Work order:
Extract every line starting at the line that contains "In this exercise you will spot the black tool" and ending with the final line of the data, inclusive; give only those lines, word for word.

--- --- ---

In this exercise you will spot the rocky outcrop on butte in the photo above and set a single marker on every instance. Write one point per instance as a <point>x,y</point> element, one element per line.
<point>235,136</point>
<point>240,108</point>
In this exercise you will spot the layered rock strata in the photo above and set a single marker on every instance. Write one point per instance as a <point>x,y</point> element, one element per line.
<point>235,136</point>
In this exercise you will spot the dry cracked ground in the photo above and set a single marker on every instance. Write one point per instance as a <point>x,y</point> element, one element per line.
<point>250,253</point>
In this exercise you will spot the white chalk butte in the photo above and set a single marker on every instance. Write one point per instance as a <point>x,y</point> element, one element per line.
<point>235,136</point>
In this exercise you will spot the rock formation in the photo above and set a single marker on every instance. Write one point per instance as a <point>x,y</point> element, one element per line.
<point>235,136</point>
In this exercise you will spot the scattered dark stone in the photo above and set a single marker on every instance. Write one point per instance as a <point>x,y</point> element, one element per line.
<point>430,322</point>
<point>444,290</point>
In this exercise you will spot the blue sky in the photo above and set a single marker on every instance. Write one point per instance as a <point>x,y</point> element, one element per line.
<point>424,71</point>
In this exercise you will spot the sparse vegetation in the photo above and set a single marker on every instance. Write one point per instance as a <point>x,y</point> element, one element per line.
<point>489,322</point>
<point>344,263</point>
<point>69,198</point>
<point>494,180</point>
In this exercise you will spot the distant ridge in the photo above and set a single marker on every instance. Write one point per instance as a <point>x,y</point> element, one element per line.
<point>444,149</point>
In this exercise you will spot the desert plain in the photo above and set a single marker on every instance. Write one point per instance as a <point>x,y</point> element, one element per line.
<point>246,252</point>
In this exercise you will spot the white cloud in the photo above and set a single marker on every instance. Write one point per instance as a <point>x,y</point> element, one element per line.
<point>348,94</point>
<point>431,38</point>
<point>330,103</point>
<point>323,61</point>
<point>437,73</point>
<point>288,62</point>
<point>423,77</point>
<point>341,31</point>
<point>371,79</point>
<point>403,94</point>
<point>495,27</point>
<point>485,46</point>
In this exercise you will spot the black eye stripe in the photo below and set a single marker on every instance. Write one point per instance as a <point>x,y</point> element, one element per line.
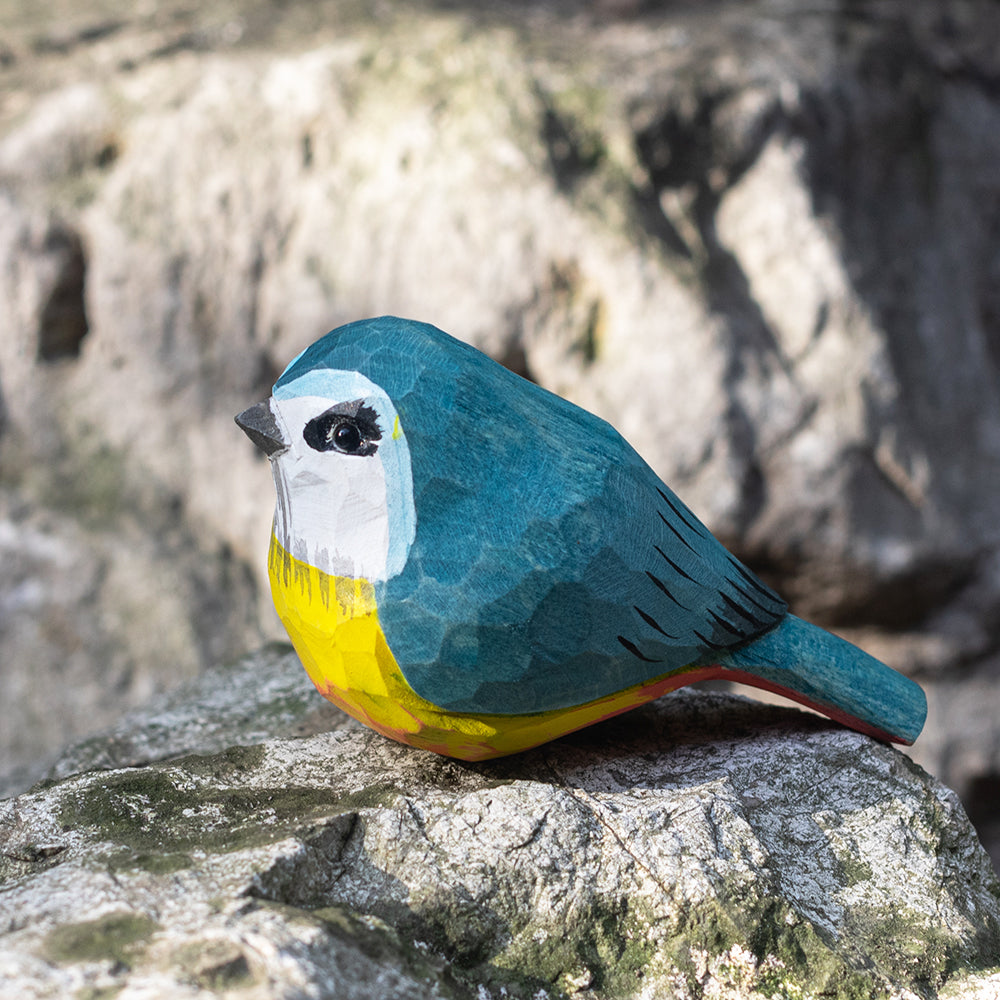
<point>350,428</point>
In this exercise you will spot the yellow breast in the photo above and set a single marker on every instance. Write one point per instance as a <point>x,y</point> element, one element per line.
<point>333,624</point>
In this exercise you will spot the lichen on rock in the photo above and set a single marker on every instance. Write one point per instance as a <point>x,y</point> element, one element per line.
<point>703,845</point>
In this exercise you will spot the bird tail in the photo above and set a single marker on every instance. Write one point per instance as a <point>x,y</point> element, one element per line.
<point>829,674</point>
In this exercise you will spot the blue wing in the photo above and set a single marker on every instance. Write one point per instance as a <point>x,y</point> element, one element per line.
<point>551,566</point>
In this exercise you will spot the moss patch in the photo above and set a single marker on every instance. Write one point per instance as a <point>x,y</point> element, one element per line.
<point>118,937</point>
<point>162,813</point>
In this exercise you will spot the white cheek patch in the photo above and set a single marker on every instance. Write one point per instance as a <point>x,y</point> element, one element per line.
<point>348,515</point>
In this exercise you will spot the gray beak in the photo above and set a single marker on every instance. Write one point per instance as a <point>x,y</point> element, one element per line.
<point>258,423</point>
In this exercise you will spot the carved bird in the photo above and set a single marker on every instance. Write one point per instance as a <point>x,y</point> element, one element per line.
<point>470,564</point>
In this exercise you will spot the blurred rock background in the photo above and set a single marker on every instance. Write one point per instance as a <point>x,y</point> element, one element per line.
<point>761,238</point>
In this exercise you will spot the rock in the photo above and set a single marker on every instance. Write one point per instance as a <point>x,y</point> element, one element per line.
<point>758,239</point>
<point>701,846</point>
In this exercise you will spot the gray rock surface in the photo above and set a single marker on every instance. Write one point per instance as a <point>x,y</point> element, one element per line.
<point>703,846</point>
<point>760,238</point>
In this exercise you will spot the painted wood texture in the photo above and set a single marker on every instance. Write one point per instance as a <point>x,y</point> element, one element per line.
<point>471,564</point>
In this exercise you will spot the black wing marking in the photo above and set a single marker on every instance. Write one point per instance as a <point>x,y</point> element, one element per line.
<point>701,596</point>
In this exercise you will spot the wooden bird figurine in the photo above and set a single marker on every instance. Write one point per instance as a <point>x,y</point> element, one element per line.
<point>470,564</point>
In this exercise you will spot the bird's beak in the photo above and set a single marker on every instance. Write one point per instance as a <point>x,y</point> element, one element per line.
<point>259,424</point>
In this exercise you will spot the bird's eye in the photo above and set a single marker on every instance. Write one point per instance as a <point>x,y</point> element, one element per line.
<point>346,436</point>
<point>349,428</point>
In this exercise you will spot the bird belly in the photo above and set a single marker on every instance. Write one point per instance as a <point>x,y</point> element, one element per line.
<point>334,626</point>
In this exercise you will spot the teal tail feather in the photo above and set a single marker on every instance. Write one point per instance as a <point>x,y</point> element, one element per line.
<point>829,674</point>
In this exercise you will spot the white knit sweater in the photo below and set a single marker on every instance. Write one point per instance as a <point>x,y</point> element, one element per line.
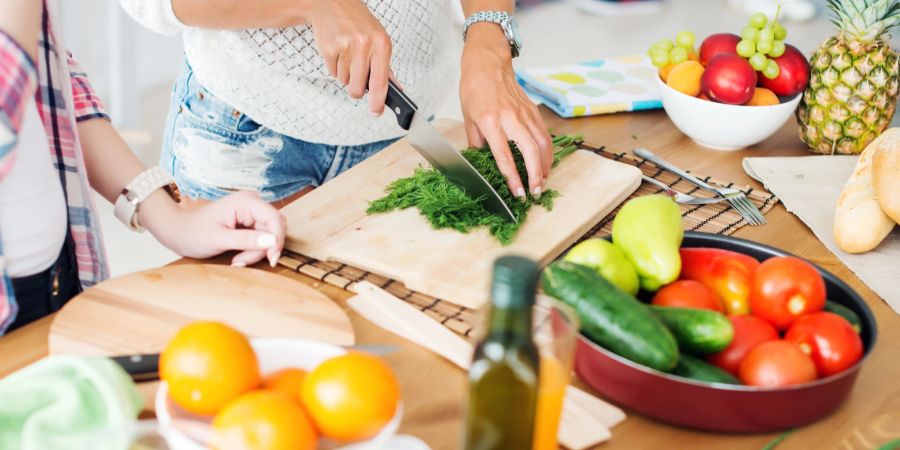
<point>277,77</point>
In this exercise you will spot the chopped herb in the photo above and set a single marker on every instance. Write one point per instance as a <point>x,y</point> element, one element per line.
<point>446,206</point>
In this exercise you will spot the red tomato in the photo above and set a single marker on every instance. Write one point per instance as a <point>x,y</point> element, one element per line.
<point>829,339</point>
<point>785,288</point>
<point>749,331</point>
<point>727,273</point>
<point>776,364</point>
<point>687,294</point>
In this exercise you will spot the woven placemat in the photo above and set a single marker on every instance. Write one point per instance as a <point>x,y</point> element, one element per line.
<point>718,218</point>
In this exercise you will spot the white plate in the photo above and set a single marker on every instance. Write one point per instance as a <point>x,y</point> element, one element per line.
<point>185,431</point>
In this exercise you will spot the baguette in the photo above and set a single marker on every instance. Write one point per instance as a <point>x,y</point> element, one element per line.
<point>886,173</point>
<point>859,223</point>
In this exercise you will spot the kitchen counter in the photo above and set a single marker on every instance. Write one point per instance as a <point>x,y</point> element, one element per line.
<point>433,389</point>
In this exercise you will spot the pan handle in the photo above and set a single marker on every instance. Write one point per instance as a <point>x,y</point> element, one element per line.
<point>400,104</point>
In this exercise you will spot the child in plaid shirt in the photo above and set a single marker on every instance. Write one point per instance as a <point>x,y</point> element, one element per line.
<point>47,105</point>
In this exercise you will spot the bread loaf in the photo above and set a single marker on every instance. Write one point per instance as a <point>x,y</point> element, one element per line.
<point>859,223</point>
<point>886,173</point>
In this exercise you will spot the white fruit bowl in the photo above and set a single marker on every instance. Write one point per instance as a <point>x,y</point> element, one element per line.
<point>185,431</point>
<point>724,127</point>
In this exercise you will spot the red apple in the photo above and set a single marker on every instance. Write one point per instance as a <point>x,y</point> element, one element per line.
<point>793,74</point>
<point>716,44</point>
<point>728,79</point>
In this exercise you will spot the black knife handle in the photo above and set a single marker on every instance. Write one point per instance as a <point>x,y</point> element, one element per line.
<point>140,367</point>
<point>401,105</point>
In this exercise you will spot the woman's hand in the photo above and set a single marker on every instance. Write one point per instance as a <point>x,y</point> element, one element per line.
<point>240,221</point>
<point>496,110</point>
<point>355,48</point>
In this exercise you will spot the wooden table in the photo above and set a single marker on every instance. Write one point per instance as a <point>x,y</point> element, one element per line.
<point>433,389</point>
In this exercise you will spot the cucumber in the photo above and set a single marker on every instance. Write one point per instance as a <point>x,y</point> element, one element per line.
<point>610,317</point>
<point>695,369</point>
<point>698,331</point>
<point>845,312</point>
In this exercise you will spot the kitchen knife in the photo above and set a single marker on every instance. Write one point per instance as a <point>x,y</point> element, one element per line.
<point>145,367</point>
<point>441,155</point>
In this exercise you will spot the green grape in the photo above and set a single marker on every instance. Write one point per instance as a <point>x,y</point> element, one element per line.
<point>749,33</point>
<point>746,48</point>
<point>758,20</point>
<point>685,39</point>
<point>665,44</point>
<point>659,57</point>
<point>779,31</point>
<point>771,70</point>
<point>758,61</point>
<point>777,49</point>
<point>678,55</point>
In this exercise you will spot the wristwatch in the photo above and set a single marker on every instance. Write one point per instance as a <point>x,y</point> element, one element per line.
<point>507,23</point>
<point>129,201</point>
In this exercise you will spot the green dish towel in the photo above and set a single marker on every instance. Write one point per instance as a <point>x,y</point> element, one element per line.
<point>67,402</point>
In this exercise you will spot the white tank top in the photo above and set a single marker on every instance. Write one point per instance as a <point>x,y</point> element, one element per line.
<point>32,204</point>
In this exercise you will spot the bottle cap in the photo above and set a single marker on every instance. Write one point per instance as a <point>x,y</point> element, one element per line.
<point>515,282</point>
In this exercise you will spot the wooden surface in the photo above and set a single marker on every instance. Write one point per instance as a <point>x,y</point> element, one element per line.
<point>433,388</point>
<point>331,223</point>
<point>140,312</point>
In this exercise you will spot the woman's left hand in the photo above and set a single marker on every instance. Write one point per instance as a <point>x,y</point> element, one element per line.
<point>496,110</point>
<point>240,221</point>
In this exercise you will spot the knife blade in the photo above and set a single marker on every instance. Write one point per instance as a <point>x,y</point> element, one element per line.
<point>145,367</point>
<point>441,155</point>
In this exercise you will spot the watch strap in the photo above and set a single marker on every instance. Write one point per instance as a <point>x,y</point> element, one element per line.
<point>501,18</point>
<point>129,201</point>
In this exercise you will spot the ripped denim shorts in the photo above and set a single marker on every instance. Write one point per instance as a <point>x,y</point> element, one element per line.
<point>212,150</point>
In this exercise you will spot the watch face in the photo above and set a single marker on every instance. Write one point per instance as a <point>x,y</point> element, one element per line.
<point>514,31</point>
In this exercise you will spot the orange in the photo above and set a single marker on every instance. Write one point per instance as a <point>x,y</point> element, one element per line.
<point>287,381</point>
<point>763,97</point>
<point>664,72</point>
<point>263,420</point>
<point>685,78</point>
<point>351,397</point>
<point>206,365</point>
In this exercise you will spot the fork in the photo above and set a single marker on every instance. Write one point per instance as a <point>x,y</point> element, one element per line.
<point>735,197</point>
<point>684,199</point>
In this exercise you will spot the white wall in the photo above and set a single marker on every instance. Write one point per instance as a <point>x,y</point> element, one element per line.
<point>122,58</point>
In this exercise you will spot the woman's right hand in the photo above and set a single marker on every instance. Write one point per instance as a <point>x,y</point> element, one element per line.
<point>355,47</point>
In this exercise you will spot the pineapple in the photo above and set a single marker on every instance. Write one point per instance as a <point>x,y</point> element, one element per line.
<point>852,91</point>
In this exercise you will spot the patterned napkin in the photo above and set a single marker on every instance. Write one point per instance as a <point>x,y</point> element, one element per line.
<point>602,86</point>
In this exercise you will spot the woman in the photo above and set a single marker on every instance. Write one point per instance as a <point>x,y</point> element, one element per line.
<point>269,97</point>
<point>55,144</point>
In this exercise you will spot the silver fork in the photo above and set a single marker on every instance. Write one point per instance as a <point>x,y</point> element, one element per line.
<point>682,198</point>
<point>735,197</point>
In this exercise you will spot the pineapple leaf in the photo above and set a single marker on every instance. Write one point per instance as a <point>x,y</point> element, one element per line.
<point>865,20</point>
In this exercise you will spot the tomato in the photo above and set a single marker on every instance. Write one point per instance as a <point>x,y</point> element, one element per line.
<point>727,273</point>
<point>785,288</point>
<point>777,364</point>
<point>749,331</point>
<point>687,294</point>
<point>829,339</point>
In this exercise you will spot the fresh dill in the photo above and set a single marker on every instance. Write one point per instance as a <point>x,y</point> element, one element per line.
<point>444,205</point>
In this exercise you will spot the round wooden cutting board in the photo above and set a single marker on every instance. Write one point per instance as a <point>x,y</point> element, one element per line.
<point>140,312</point>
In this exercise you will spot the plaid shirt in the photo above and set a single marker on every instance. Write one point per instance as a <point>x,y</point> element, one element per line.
<point>64,97</point>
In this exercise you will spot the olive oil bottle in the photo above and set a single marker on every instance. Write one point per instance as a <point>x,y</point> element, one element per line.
<point>503,378</point>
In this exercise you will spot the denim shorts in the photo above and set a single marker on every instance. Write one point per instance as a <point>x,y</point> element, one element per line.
<point>212,150</point>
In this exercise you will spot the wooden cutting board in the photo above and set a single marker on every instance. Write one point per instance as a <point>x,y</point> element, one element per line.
<point>331,223</point>
<point>140,312</point>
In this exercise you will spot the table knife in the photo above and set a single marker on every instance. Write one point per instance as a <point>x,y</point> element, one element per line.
<point>441,155</point>
<point>145,367</point>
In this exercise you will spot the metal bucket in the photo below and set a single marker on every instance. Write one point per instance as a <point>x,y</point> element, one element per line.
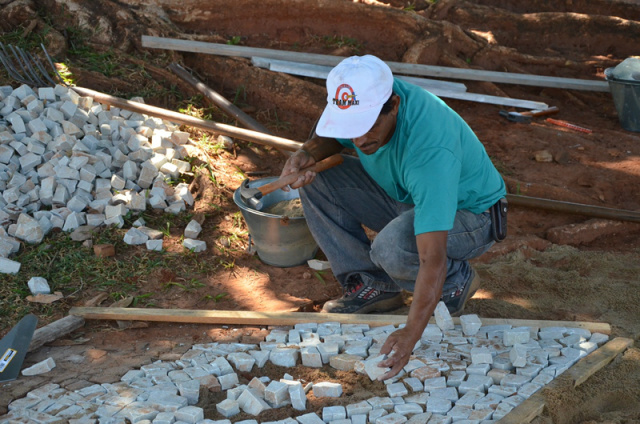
<point>279,240</point>
<point>626,98</point>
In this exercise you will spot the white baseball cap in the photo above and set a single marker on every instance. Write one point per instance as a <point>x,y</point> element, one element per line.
<point>357,88</point>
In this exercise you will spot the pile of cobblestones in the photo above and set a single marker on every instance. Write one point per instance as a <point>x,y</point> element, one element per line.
<point>67,162</point>
<point>465,374</point>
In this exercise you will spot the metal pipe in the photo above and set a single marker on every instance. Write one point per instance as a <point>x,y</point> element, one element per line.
<point>573,208</point>
<point>224,104</point>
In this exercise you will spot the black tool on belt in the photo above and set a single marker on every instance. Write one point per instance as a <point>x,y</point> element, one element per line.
<point>499,219</point>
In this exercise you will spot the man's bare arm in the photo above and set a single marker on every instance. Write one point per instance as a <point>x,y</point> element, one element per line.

--- --- ---

Your solution:
In this exercise you will spot the black tool on belt in the photo above and set a single marker on every instance. Write one point per instance as a <point>x,y</point> element, one element per line.
<point>499,219</point>
In this exercise you will spot the man's bare arm in the photo above and set a single marker on every instance. Write one point per instance as a <point>x,y</point> element, one element per line.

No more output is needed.